▸ WHAT TO WORK ON: Copy each of the entries below word for word, in the same order.

# DATASET EXCERPTS start

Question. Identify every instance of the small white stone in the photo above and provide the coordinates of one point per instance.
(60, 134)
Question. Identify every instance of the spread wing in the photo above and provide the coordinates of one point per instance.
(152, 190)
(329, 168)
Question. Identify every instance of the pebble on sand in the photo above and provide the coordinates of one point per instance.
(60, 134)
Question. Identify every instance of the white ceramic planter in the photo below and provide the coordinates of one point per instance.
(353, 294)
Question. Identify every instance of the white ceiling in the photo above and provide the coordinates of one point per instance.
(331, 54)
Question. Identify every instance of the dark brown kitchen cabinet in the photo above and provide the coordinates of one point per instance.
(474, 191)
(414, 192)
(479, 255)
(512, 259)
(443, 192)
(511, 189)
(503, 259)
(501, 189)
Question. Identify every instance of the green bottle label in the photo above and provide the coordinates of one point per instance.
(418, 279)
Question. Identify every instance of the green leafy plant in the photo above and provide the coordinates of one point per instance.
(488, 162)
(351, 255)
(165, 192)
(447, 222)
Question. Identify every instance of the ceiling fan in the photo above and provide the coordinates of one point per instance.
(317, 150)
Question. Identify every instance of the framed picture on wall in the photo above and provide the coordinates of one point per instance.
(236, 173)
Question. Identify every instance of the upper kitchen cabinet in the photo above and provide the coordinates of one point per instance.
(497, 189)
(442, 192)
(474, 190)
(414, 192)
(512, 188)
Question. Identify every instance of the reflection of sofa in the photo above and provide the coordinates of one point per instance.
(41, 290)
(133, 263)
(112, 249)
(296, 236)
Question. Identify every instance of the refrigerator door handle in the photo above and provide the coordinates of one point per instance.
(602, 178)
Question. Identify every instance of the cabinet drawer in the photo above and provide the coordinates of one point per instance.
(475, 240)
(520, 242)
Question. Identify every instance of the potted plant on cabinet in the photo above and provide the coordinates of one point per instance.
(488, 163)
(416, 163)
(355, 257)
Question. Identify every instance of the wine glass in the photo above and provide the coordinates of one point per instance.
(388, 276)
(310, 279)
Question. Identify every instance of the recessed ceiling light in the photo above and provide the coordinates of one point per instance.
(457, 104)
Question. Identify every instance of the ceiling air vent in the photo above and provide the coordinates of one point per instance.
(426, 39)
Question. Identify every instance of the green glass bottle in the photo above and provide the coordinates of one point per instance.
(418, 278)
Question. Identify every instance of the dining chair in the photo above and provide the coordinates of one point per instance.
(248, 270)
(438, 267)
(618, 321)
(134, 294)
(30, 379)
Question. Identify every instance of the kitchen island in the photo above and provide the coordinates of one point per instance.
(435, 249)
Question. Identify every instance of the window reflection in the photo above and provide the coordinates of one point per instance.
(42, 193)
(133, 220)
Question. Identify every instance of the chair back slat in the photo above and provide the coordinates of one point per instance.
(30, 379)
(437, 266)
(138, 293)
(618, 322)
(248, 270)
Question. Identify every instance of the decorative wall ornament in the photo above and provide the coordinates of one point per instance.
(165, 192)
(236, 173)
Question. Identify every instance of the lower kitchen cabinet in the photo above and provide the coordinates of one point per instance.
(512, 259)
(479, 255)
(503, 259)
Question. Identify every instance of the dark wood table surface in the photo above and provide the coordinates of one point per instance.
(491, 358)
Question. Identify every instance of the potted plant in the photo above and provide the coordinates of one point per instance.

# DATASET EXCERPTS end

▸ WORKED ANSWER:
Question. Identify every instance of the small white stone in the photo above and provide the coordinates of one point per instance.
(60, 134)
Question. Identify every instance of the spread wing in the photo above and provide the coordinates of one point per instance.
(152, 190)
(329, 168)
Question. Identify every instance of the pebble on sand in the photo above and provide the coordinates of one point per instance.
(60, 134)
Question. Identify every instance of the white ceramic planter in the photo below and provide the coordinates of one point per instance.
(353, 294)
Question. Identify every instance of the white ceiling in the photo above and provide the coordinates of one point per instance.
(331, 54)
Question. Identify every instance of the dark brown kitchen cabinet in the photo above and provide the coordinates of one point per instance.
(474, 191)
(414, 192)
(479, 255)
(512, 259)
(443, 192)
(511, 189)
(503, 259)
(501, 189)
Question. Identify every instance of the green bottle label in the photo above and provide the coordinates of one point per instance.
(418, 279)
Question. Identify every instance of the green leafy plant in the photo above and provide the coordinates of one point per instance.
(488, 162)
(351, 255)
(165, 192)
(447, 222)
Question. Identify every instance of the ceiling fan in the photo above and provide the coordinates of one point per instance.
(317, 150)
Question. Identify every instance of the framed picture on wall in the photo above and provide the coordinates of one point per instance.
(236, 173)
Question. Identify every instance of the upper kitchen cabinet in the photo above and provide the coordinates of one point per instance.
(497, 189)
(442, 192)
(474, 190)
(414, 192)
(512, 188)
Question. Identify every instance of the reflection of sofa in the photo above and provide the coordinates of one point per instance.
(41, 290)
(133, 263)
(112, 249)
(296, 236)
Question. Identify every instance of the refrigerator door handle in the photo above and provide the coordinates of one point per instance.
(602, 178)
Question. Identify every instance of the cabinet drawer in the photo above and provide the coordinates of one point per instance.
(475, 240)
(520, 242)
Question. Identify every instance of the potted plant on cabinet in the photo above and provide the coordinates of one point per instance.
(488, 163)
(416, 163)
(355, 257)
Question. Identify every instance of the wine glass in the photo above and provide the coordinates of one point per instance.
(388, 276)
(310, 279)
Question. Identify every instance of the recessed ceiling light in the photo above and provide the coordinates of one point per instance.
(457, 104)
Question. Identify every instance of the ceiling air vent in the photo above and provide the coordinates of one point per instance.
(426, 39)
Question. Identify every instance of the green glass bottle in the photo above and provide the coordinates of one point per instance.
(418, 278)
Question. Identify every instance of the dining chair in the photo above and provide the coordinates of one point per instance.
(248, 270)
(438, 267)
(618, 321)
(134, 294)
(30, 379)
Question. Identify every instance of the kitchen island in the photo above and provide the coordinates of one point per instance.
(435, 249)
Question. Identify every instance of the window reflection in the photo above and provide the coordinates of one point per instance.
(42, 193)
(133, 220)
Question. Identify every instance of the chair back slat in the photo above and provide the coordinates of one point per instance.
(30, 379)
(437, 266)
(138, 293)
(618, 322)
(248, 270)
Question. Identify every instance of the decorative wall ornament in the photo above and provide the coordinates of one point per instance.
(165, 192)
(236, 173)
Question. Identify every instance of the lower kitchen cabinet in the photo above and provide the coordinates of one point per instance.
(512, 259)
(479, 255)
(503, 259)
Question. Identify every instance of the dark wood table surface in the photo above and provide the coordinates of one point per instance.
(491, 358)
Question. Identify every instance of the potted plant in the photo above and provide the coordinates of one point per instance.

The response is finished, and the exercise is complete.